** START OF Selected excerpt **

Goats are not normally an animal that would be on campus. But, thanks to Kansas State University’s environmental ethics students and the Beach Museum of Art, goats will be seen in the meadow near McCain Auditorium and the museum.

The project will happen twice this year — once in the spring and once in early summer.

Katie Kingery-Page, associate professor of landscape architecture and project manager, said the group doesn’t use any weed killers in the meadow, only manual methods of taking out weeds.

Kingery-Page said the meadow is maintained with goats to preserve the integrity of the species growing in the area. The meadow, she said, has wonderful plants and wildlife such as Monarch Butterflies, and the group doesn’t want it to get run over by other species.

“In reading about how to suppress cool season grasses in a situation like this where we can’t burn this little patch of the meadow, there are some researchers that talk about grazing with an intensive animal that eat quite a bit, like a goat,” Kingery-Page said.

Carson Scheer, sophomore in landscape architecture, said Kingery-Page pushed for the project and put a lot of work into designing the meadow.

“We can’t put buffalo out in the meadow, so goats are the next best thing,” Scheer said.

Lindsey Smith, exhibition designer at the Beach Museum of Art, said they are experimenting by bringing in a couple of goats to see how much they will eat the tall fescue — a type of flowering grass — in the meadow. It’s working, Smith added, but it is a couple weeks later than needed.

Smith said the goats can be managed, and it was all made possible from a local family who has partnered with the project.

“The goats are very comfortable in the meadow and very people friendly, but we don’t want a bunch of kids out here because then they will get distracted and won’t eat,” Smith said.

Jim Beckman, the owner of the goats, said he has had no problem working with the department of landscape architecture. It is not uncommon to bring their goats to clear out a brush area.

“It is a grassy area and the goats will mow it down good and it just depends on what other plants are in there,” Beckman said.

** END OF Selected excerpt **
** START OF Entries supplied **

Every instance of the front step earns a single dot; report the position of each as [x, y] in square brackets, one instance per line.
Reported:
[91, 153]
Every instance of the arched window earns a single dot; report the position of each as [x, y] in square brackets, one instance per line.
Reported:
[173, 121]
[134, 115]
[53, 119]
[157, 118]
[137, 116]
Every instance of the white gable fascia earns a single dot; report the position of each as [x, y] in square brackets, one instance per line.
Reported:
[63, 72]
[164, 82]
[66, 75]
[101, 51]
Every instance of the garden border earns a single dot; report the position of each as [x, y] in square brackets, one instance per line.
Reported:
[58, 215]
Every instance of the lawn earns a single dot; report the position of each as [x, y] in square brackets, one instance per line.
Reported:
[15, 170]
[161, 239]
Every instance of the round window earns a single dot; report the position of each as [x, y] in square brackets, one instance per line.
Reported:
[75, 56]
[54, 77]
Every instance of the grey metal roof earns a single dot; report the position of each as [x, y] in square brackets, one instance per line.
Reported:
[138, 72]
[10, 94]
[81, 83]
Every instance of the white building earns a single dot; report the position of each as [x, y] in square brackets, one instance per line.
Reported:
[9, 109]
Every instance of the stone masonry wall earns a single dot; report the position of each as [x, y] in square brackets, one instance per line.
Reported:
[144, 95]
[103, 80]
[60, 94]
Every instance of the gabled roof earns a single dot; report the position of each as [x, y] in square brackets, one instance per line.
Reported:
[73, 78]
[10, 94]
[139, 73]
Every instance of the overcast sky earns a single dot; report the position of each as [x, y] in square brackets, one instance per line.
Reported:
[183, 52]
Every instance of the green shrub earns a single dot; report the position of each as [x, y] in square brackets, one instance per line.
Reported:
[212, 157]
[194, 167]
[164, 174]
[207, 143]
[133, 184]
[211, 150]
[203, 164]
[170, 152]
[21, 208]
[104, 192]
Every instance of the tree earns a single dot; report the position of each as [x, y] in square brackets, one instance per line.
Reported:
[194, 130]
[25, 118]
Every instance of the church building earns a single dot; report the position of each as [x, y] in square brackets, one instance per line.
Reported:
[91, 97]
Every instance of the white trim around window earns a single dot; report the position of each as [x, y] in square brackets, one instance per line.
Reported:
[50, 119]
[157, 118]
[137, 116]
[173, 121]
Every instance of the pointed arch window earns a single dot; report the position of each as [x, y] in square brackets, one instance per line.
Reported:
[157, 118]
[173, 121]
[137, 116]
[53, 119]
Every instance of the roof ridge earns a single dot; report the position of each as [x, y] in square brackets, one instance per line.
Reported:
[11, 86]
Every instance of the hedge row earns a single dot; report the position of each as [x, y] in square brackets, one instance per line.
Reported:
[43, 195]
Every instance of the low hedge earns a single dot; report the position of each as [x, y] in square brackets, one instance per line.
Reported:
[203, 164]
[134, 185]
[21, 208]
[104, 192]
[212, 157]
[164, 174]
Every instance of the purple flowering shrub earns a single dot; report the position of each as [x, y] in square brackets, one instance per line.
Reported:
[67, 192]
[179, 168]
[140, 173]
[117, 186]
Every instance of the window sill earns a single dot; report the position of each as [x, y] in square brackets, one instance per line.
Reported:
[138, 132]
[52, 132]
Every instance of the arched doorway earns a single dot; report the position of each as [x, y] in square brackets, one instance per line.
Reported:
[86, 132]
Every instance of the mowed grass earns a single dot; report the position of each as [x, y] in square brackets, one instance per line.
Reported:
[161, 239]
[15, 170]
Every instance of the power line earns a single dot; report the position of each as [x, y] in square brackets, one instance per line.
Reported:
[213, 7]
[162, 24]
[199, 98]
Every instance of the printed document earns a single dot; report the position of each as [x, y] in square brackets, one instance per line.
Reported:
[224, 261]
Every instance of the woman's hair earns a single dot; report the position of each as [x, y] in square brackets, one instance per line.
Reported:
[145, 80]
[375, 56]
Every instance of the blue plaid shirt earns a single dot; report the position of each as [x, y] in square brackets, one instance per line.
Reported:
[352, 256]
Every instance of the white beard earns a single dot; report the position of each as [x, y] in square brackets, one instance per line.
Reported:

** END OF Entries supplied **

▸ Exercise instructions
Name each person mentioned in the article on the campus meadow goats, with the role the article gives them. The listing has no connection to the article on the campus meadow goats.

▸ Reply to the task
- Katie Kingery-Page: associate professor of landscape architecture and project manager
- Carson Scheer: sophomore in landscape architecture
- Lindsey Smith: exhibition designer at the Beach Museum of Art
- Jim Beckman: owner of the goats